> [Records provided]
'''

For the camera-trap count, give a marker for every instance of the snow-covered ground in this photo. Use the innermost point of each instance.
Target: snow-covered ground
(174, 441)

'''
'''

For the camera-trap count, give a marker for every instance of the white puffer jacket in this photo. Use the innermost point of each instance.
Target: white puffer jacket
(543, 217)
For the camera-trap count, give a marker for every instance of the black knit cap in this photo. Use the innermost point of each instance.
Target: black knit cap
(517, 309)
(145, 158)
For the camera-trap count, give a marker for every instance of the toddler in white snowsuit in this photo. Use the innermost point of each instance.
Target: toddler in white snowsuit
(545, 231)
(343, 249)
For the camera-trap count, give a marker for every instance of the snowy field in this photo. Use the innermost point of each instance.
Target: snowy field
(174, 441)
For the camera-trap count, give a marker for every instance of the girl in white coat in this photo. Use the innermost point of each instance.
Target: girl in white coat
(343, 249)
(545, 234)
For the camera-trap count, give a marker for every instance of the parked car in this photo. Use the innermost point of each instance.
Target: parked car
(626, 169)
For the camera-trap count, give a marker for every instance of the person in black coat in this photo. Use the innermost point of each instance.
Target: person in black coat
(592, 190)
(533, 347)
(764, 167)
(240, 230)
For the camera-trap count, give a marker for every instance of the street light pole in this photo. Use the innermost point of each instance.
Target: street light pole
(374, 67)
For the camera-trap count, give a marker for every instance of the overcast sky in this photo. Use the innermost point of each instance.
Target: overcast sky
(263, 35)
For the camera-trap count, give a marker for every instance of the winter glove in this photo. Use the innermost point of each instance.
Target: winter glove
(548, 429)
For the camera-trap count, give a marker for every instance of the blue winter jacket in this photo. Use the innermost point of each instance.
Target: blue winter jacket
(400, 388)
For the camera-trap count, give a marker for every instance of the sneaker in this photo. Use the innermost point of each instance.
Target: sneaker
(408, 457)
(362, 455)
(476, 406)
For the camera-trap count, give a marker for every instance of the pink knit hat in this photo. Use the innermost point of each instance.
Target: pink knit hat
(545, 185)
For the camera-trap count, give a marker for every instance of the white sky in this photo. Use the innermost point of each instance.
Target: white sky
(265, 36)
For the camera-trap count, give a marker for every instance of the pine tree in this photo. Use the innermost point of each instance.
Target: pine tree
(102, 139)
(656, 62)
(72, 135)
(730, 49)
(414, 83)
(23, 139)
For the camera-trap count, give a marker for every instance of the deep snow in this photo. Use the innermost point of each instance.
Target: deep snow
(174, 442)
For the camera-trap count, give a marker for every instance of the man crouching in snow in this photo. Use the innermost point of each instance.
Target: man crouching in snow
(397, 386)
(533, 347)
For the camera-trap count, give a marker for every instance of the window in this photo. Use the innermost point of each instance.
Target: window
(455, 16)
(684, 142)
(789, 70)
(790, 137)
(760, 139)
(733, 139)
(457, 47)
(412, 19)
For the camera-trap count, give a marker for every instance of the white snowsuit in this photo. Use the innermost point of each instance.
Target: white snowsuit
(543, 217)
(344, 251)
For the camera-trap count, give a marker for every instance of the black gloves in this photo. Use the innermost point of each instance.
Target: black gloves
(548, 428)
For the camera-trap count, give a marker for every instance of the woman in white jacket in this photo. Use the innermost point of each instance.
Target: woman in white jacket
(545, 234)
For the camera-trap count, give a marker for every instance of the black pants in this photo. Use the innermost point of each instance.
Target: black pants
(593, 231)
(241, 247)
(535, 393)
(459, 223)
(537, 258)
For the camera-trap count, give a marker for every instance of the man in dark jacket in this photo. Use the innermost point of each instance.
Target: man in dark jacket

'''

> [Exercise objective] Update the stretch of rows from the line containing "of the pine" through the line containing "Target: man in dark jacket", replacing "innermost point" with "center point" and leaving everything else unchanged. Return only those lines.

> [Task answer]
For the camera-trap count, give a marker for every instance of the pine tree in this photo. Use the center point of each instance.
Target: pine tree
(102, 139)
(656, 62)
(72, 135)
(730, 49)
(414, 83)
(23, 139)
For the camera-trap count, give a marker for every instance of the deep snow in this photo. Use the center point of each instance.
Target: deep snow
(174, 442)
For the camera-trap count, give a marker for every instance of the man crouching in snow in this photo. Use the center point of each instance.
Target: man crouching in snow
(397, 386)
(533, 347)
For the camera-trap count, give a marker for every instance of the window in this photo. Use the center point of each instance.
Target: window
(455, 16)
(684, 142)
(789, 70)
(790, 137)
(760, 139)
(733, 139)
(457, 47)
(412, 19)
For the camera-trap count, give a marker for every instance of the white snowsuit in this photo. Use the center point of each instance.
Target: white snowsuit
(543, 217)
(344, 251)
For the camera-trap count, give a marker for every instance of the black gloves in this photo. Use the center point of each instance.
Target: black gloves
(548, 428)
For the camera-trap count, give a marker for every instance of the woman in white jacket in this photo. Use the center point of each instance.
Target: woman in white jacket
(545, 234)
For the camera-trap count, give a marker for every instance of the black pants in this photo. Use the center point of each instance.
Target: black pants
(593, 231)
(241, 247)
(535, 393)
(459, 223)
(537, 258)
For the camera-trap count, give a marker for every instance of the man in dark jacket in this photo. Use the center point of each instance.
Target: man in dark jacket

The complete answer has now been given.